::: ESTRATTO SCELTO :::

Parco geominerario, il grande tradimento

Una grande occasione sprecata. La sintesi della distanza enorme tra i propositi e le realizzazioni. La storia del Parco Geominerario va riesaminata oggi, quando si parla con tanta insistenza di progetti di sviluppo alternativo per il Sulcis. Abbiamo ripercorso la storia di questo progetto con Giampiero Pinna, geologo, ultimo Presidente dell’Ente Minerario Sardo, ex consigliere regionale dei Democratici di Sinistra, fervido sostenitore del Parco Geominerario della Sardegna ed attuale coordinatore della Consulta delle associazioni.

Lo incontriamo sabato 17, nella sede dell’Associazione Pozzo Sella, in Piazza Lamarmora ad Iglesias, un ambiente sobrio ed elegante, alle pareti tanti ricordi legati alle miniere; un’associazione che lui ha fortemente voluto e che ha voluto dedicare, nel nome, a quel luogo simbolo della lotta in cui ha sempre creduto e che testardamente ha portato avanti fino all’azione estrema di occupare la Galleria Villamarina e il Pozzo Sella, nella miniera di Monteponi.

Quando e come nasce l’idea di un Parco Geominerario della Sardegna?

“L’idea del Parco nasce tra la gente, tra coloro che hanno vissuto le miniere e che, in un certo senso, non si sono rassegnati al loro tramonto, ben consci dell’enorme potenzialità storico-artistico-culturale che esse rappresentano per uno sviluppo alternativo a quello della produzione mineraria. Ci sono esempi in tutto il mondo. Come la miniera del Colorado, negli Stati Uniti, aperta alla fine dell’’800 e chiusa negli anni ’30, con una vita di soli trent’anni, che poi è stata recuperata e trasformata in museo”.

Qui da noi, invece?

::: ELENCO REGISTRATO :::

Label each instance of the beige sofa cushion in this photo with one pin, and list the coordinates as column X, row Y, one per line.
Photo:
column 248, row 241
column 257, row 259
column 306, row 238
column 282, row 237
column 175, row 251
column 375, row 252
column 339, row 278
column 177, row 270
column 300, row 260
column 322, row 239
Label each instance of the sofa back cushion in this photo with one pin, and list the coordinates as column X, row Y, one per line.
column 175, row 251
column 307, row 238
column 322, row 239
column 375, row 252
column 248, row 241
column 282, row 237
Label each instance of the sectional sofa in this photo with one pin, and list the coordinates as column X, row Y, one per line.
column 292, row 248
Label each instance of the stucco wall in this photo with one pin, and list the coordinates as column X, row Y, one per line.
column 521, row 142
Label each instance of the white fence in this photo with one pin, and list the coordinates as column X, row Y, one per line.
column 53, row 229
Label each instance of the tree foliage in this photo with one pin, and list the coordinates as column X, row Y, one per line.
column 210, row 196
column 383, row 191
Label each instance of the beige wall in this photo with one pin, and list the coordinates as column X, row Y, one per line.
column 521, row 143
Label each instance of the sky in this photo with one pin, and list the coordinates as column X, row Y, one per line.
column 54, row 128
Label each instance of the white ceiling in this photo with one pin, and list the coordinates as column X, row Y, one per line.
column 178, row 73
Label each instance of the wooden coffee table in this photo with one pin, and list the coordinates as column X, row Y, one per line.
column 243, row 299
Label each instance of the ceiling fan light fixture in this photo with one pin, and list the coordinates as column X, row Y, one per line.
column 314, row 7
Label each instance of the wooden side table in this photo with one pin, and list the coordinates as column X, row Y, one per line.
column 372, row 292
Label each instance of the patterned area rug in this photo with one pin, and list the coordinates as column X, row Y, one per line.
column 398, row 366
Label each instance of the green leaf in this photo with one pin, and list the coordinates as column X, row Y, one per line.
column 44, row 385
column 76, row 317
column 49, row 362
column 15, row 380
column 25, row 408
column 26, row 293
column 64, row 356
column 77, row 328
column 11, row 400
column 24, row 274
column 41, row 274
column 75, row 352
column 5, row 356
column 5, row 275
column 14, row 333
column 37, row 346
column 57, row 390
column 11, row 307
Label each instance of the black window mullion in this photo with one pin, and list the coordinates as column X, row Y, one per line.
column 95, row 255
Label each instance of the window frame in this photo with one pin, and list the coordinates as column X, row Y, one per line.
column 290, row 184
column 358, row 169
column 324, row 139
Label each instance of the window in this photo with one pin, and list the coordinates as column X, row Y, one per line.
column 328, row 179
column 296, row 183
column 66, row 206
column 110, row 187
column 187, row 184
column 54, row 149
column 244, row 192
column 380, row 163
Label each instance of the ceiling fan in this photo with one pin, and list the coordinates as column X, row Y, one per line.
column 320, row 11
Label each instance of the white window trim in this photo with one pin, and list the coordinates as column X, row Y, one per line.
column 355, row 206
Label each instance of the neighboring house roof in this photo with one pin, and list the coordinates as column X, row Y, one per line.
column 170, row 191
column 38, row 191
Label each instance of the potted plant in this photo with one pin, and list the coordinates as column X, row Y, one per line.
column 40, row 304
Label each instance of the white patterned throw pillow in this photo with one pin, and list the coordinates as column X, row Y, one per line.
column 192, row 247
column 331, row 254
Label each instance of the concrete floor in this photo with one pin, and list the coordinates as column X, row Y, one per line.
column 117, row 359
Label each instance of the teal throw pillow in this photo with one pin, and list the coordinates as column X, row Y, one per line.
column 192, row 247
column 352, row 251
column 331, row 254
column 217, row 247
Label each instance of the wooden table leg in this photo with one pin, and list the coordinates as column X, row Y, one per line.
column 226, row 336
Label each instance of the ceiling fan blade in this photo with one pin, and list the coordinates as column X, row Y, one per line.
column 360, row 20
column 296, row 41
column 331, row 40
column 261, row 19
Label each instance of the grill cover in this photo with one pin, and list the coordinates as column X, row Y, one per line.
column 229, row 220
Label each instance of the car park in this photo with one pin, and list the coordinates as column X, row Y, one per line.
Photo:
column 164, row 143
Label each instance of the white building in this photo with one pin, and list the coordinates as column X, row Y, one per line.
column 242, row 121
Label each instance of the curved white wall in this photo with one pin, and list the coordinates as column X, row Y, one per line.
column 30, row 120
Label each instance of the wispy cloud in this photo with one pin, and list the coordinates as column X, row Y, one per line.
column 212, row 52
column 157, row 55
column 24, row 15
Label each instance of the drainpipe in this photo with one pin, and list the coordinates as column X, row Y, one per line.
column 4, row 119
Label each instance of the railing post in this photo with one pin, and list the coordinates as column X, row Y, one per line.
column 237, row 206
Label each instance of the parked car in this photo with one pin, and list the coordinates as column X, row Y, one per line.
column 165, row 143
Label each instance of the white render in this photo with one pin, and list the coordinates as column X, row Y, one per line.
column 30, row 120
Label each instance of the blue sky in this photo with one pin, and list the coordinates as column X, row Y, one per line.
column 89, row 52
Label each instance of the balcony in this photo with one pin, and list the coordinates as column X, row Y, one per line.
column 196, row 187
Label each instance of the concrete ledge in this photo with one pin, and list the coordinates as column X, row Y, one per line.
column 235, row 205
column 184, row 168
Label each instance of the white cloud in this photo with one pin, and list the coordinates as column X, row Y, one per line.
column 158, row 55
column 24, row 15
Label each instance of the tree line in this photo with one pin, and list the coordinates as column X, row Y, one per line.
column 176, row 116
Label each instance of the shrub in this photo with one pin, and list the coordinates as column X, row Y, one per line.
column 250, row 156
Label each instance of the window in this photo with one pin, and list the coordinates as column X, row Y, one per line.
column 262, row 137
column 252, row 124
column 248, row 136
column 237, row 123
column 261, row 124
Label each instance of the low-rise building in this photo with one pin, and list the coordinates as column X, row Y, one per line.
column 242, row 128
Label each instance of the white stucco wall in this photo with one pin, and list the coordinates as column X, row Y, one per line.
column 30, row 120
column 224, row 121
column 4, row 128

:::

- AZIONI RICHIESTE
(a) Rispondi a queste domande sull'articolo sul Parco Geominerario, una risposta per riga con la stessa numerazione:
(i) In quale piazza e in quale città si trova la sede dell'Associazione Pozzo Sella?
(ii) Quale carica ha ricoperto per ultimo Giampiero Pinna all'Ente Minerario Sardo?
(iii) Quanti anni di attività ha avuto la miniera del Colorado citata come esempio?
(b) Disponi in un CSV a due colonne, testo ed esito, la parte dell'elenco che va dalla riga contenente "Label each instance of the white cloud" fino alla riga contenente "column 176, row 116", estremi inclusi. Metti una riga di dati per ogni testo con la relativa risposta, ciascuno in un campo tra virgolette e con gli a capo sostituiti da spazi.

- RISULTATI IN ORDINE
(a)
(i) In Piazza Lamarmora, a Iglesias.
(ii) È stato l'ultimo Presidente dell'Ente Minerario Sardo.
(iii) Soli trent'anni.

(b)
testo,esito
"Label each instance of the white cloud in this photo with one pin, and list the coordinates as column X, row Y, one per line.","column 158, row 55 column 24, row 15"
"Label each instance of the tree line in this photo with one pin, and list the coordinates as column X, row Y, one per line.","column 176, row 116"